_STATED EXERCISE_. Give a verbatim repeat of the lines that run from the line containing "Target: cloudy sky" to the end of the data below.

_TASK INPUTS_.
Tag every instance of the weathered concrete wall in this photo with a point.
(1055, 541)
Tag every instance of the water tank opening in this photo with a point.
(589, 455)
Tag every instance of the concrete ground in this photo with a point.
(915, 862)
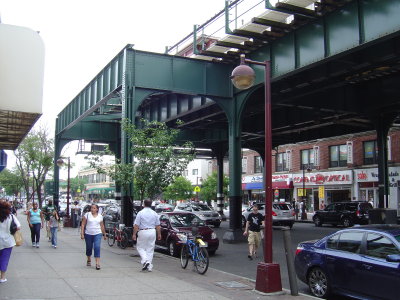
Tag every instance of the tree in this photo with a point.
(35, 159)
(209, 187)
(11, 181)
(158, 158)
(180, 189)
(77, 183)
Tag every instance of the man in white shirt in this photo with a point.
(146, 225)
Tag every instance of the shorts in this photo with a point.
(254, 238)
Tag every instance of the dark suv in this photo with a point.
(343, 213)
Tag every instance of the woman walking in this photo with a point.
(92, 229)
(54, 223)
(35, 221)
(7, 241)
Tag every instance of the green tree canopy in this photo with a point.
(157, 158)
(180, 189)
(209, 187)
(11, 181)
(35, 159)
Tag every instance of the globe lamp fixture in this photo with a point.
(243, 76)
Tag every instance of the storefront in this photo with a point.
(319, 189)
(366, 182)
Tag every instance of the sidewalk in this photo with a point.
(61, 273)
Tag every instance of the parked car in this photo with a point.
(164, 207)
(362, 262)
(343, 213)
(282, 213)
(203, 211)
(173, 224)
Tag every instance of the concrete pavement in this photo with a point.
(61, 273)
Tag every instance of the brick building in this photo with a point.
(326, 170)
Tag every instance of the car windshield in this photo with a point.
(200, 207)
(185, 220)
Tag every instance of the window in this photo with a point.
(332, 242)
(380, 246)
(307, 159)
(338, 156)
(350, 242)
(244, 165)
(370, 153)
(281, 164)
(257, 164)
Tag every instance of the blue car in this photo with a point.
(362, 262)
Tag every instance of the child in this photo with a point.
(53, 228)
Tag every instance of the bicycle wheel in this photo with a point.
(184, 256)
(110, 237)
(202, 261)
(124, 240)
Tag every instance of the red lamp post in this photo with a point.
(268, 273)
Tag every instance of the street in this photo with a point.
(232, 258)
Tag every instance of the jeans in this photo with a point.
(93, 241)
(35, 232)
(54, 235)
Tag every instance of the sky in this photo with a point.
(82, 36)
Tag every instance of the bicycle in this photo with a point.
(119, 235)
(194, 248)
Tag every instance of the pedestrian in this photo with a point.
(54, 224)
(253, 227)
(35, 221)
(147, 224)
(92, 229)
(7, 241)
(47, 212)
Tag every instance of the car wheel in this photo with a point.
(347, 222)
(317, 221)
(318, 283)
(172, 249)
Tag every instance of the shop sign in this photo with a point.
(323, 178)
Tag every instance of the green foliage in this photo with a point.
(35, 157)
(158, 158)
(180, 189)
(77, 183)
(208, 190)
(11, 181)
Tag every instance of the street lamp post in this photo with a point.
(60, 163)
(268, 278)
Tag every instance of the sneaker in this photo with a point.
(145, 266)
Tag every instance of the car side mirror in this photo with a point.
(393, 258)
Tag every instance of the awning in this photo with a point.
(99, 190)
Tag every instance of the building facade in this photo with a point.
(324, 171)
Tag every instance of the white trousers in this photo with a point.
(145, 245)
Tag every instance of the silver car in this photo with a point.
(203, 211)
(282, 213)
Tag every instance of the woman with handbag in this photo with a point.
(8, 223)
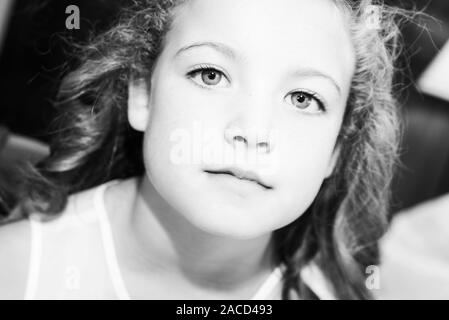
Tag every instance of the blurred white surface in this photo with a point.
(415, 253)
(435, 79)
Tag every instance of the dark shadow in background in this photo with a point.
(34, 58)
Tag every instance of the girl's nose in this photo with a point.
(249, 138)
(251, 127)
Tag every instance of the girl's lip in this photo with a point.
(241, 174)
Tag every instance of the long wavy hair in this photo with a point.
(94, 143)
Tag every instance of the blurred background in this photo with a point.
(34, 56)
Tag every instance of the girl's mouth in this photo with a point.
(242, 175)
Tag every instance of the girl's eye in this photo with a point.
(207, 76)
(306, 101)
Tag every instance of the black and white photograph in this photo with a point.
(224, 150)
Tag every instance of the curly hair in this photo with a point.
(94, 143)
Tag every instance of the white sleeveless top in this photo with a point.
(65, 264)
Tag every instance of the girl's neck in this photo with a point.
(157, 237)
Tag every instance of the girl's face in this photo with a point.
(234, 77)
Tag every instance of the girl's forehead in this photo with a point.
(286, 31)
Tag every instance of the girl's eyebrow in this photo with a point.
(220, 47)
(314, 73)
(230, 53)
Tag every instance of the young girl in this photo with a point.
(215, 149)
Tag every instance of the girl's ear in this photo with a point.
(138, 104)
(333, 161)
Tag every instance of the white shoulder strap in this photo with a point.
(35, 258)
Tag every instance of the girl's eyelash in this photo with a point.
(314, 96)
(203, 67)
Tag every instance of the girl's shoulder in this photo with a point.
(15, 239)
(18, 238)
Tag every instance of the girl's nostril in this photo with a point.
(239, 139)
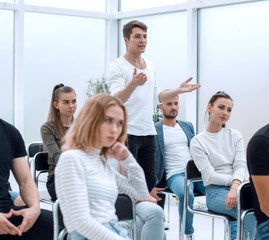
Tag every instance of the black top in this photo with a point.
(11, 146)
(258, 164)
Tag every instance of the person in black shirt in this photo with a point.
(258, 165)
(27, 222)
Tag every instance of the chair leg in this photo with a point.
(213, 229)
(168, 209)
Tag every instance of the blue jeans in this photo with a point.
(263, 231)
(13, 195)
(143, 150)
(215, 200)
(149, 221)
(176, 184)
(113, 226)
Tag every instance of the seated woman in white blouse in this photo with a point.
(87, 187)
(219, 155)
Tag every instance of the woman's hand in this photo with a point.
(118, 151)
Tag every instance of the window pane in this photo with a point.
(6, 65)
(129, 5)
(233, 57)
(167, 49)
(58, 49)
(87, 5)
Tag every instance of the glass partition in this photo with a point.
(89, 5)
(58, 49)
(6, 65)
(233, 57)
(166, 48)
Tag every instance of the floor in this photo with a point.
(202, 224)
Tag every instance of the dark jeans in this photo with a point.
(51, 188)
(41, 230)
(143, 150)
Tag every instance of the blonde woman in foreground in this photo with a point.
(87, 187)
(218, 153)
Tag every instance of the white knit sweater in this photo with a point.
(219, 156)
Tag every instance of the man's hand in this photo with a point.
(118, 151)
(139, 79)
(186, 87)
(6, 227)
(154, 192)
(29, 215)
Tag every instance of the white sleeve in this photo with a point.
(203, 164)
(239, 165)
(72, 192)
(134, 184)
(116, 78)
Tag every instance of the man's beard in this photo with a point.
(169, 116)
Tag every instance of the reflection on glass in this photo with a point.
(58, 49)
(6, 65)
(129, 5)
(87, 5)
(166, 48)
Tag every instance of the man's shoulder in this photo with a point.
(5, 126)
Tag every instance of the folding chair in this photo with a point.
(59, 230)
(244, 206)
(192, 174)
(32, 149)
(167, 192)
(40, 165)
(125, 210)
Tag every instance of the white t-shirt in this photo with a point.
(219, 156)
(176, 150)
(140, 104)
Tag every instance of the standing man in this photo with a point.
(28, 222)
(258, 166)
(172, 152)
(131, 78)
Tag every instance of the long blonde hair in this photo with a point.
(85, 130)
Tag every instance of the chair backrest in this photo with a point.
(58, 223)
(192, 171)
(41, 161)
(33, 148)
(124, 207)
(245, 196)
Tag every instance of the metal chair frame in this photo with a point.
(244, 206)
(59, 230)
(125, 211)
(32, 149)
(192, 175)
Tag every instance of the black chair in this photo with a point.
(59, 230)
(39, 166)
(168, 192)
(244, 206)
(32, 149)
(125, 211)
(192, 175)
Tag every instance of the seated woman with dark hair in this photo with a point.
(218, 153)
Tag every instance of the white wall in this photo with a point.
(234, 57)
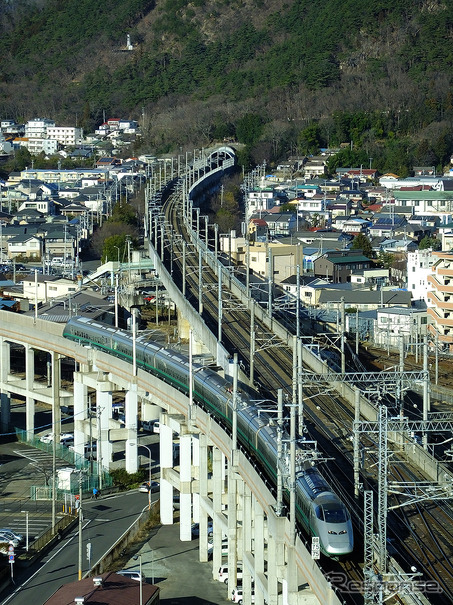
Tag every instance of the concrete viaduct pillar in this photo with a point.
(5, 399)
(80, 412)
(166, 463)
(104, 413)
(131, 412)
(29, 400)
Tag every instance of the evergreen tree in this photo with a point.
(361, 242)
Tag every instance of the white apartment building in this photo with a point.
(396, 324)
(65, 135)
(36, 146)
(419, 266)
(37, 128)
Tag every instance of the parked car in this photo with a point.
(224, 547)
(12, 535)
(64, 438)
(149, 426)
(223, 573)
(133, 574)
(176, 501)
(236, 595)
(89, 451)
(196, 529)
(147, 486)
(6, 537)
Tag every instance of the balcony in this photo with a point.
(447, 338)
(441, 304)
(440, 286)
(447, 271)
(440, 321)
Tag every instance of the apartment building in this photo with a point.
(65, 135)
(441, 298)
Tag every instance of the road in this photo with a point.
(105, 520)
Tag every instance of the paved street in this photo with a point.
(174, 567)
(105, 521)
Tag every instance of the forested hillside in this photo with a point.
(281, 77)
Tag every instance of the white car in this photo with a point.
(224, 547)
(12, 535)
(6, 537)
(146, 487)
(64, 438)
(196, 529)
(223, 573)
(236, 595)
(133, 574)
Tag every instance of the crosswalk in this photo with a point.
(18, 523)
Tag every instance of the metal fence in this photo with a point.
(90, 469)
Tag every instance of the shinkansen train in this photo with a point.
(319, 510)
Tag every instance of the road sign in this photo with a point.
(315, 548)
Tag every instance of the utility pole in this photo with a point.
(80, 525)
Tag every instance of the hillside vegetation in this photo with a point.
(282, 78)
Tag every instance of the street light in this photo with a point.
(26, 528)
(149, 472)
(139, 557)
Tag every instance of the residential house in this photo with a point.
(309, 288)
(362, 299)
(283, 260)
(398, 245)
(419, 267)
(46, 287)
(441, 298)
(280, 225)
(340, 208)
(65, 135)
(315, 167)
(27, 246)
(258, 230)
(426, 202)
(356, 225)
(338, 266)
(374, 277)
(386, 225)
(399, 326)
(259, 201)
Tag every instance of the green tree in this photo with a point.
(123, 213)
(386, 259)
(114, 248)
(309, 140)
(249, 128)
(361, 242)
(429, 242)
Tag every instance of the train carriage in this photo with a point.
(318, 508)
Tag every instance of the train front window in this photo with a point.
(334, 513)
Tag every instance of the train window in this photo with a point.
(335, 514)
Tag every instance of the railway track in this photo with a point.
(328, 419)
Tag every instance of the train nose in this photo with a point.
(342, 545)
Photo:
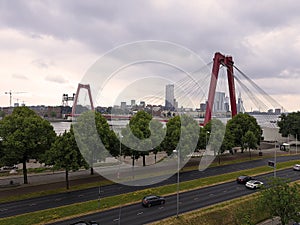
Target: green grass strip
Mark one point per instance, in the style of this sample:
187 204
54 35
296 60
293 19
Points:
75 210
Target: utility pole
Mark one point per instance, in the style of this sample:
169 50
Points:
10 95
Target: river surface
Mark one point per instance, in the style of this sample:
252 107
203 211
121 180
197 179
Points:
262 120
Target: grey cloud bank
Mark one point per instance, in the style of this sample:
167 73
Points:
45 39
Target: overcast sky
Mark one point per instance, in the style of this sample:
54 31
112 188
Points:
48 46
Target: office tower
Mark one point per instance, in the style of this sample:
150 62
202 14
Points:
169 100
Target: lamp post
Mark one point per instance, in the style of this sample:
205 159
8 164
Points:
275 160
120 153
207 132
177 192
296 143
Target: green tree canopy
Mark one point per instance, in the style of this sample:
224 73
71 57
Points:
237 128
136 136
94 137
289 124
64 154
182 135
25 135
281 199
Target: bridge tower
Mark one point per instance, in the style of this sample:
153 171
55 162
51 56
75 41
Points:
88 88
227 61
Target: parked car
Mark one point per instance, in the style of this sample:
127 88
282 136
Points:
151 200
254 184
82 222
296 167
243 179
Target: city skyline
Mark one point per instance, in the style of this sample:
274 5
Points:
43 60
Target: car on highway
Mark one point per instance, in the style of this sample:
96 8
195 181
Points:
296 167
151 200
82 222
254 184
243 179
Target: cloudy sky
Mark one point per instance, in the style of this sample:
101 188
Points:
48 46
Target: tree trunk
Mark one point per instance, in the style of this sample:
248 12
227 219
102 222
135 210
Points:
67 179
92 171
25 172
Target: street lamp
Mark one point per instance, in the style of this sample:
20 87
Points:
207 133
178 161
275 160
120 153
296 143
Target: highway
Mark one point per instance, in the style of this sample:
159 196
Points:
136 214
56 200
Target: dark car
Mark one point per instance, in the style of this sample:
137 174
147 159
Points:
151 200
81 222
243 179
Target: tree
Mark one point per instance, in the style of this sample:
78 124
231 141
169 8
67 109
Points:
64 154
157 136
289 124
250 141
94 137
281 199
136 136
238 126
25 135
182 134
172 134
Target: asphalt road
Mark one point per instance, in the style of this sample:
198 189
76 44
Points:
52 201
136 214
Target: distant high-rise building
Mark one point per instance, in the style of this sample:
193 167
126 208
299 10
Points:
169 101
277 111
240 106
142 104
202 107
219 102
132 102
123 105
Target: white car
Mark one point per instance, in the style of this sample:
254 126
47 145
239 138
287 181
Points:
296 167
253 184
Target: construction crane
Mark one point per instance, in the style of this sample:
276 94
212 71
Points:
10 93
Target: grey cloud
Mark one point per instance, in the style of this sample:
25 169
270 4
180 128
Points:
42 63
56 79
205 27
19 76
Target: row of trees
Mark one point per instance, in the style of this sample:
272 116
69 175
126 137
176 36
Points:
289 124
25 135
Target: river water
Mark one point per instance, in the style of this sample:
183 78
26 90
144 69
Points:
262 120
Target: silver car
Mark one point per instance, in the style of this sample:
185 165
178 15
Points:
254 184
296 167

_COMPLETE RESPONSE_.
Target: cloudy sky
Mark one point per instance, in the style of this sample:
101 188
Points:
48 46
Target: tree trunk
Mark one point per instance, in the style of this sample:
248 12
227 219
102 222
135 210
Points:
67 179
92 171
25 172
Target: street lamp
Mark one point per instance, in the style of this sample:
20 87
Points:
207 133
178 161
275 160
120 153
296 143
Target: highway
Mark one point per instance, in the style of this sample:
159 196
Points:
136 214
56 200
Target: dark car
Mark one point per instance, in the style of this sample:
137 174
147 159
Points:
151 200
81 222
243 179
Target: tree
Mark one point per instance, in the style of this sample:
78 124
231 141
169 8
67 109
Points:
64 154
157 136
289 124
250 141
94 137
281 199
136 136
238 126
25 135
182 134
172 134
Target: asphalt road
Mark one point per instance, in the style of this sample:
198 189
76 44
Points:
52 201
136 214
Target: distant high-rise building
Mark one point per instance, in the style of this sample:
193 167
126 208
299 10
Points:
169 101
277 111
240 106
142 104
202 107
219 102
132 102
123 105
Target: white car
Mark one point per instance, in the style of this sample:
254 126
47 145
239 138
287 181
Points:
296 167
253 184
Target: construction crane
Mark one point per instance, in the style of this sample:
276 94
212 71
Points:
10 93
Target: grey cloud
Mark one point per instance, in the style of this sample:
25 169
270 4
180 128
Points:
42 63
56 79
205 27
19 76
Target: row of trees
Mark one point per instance, in the style of this sample:
272 116
69 175
126 137
176 36
Points:
289 124
25 135
Target: river water
Mark one point per instance, in the style of this sample:
183 78
26 90
144 69
Points:
262 120
Target: silver car
Mark one point per instance, in the style of this sample:
185 165
178 15
Points:
254 184
296 167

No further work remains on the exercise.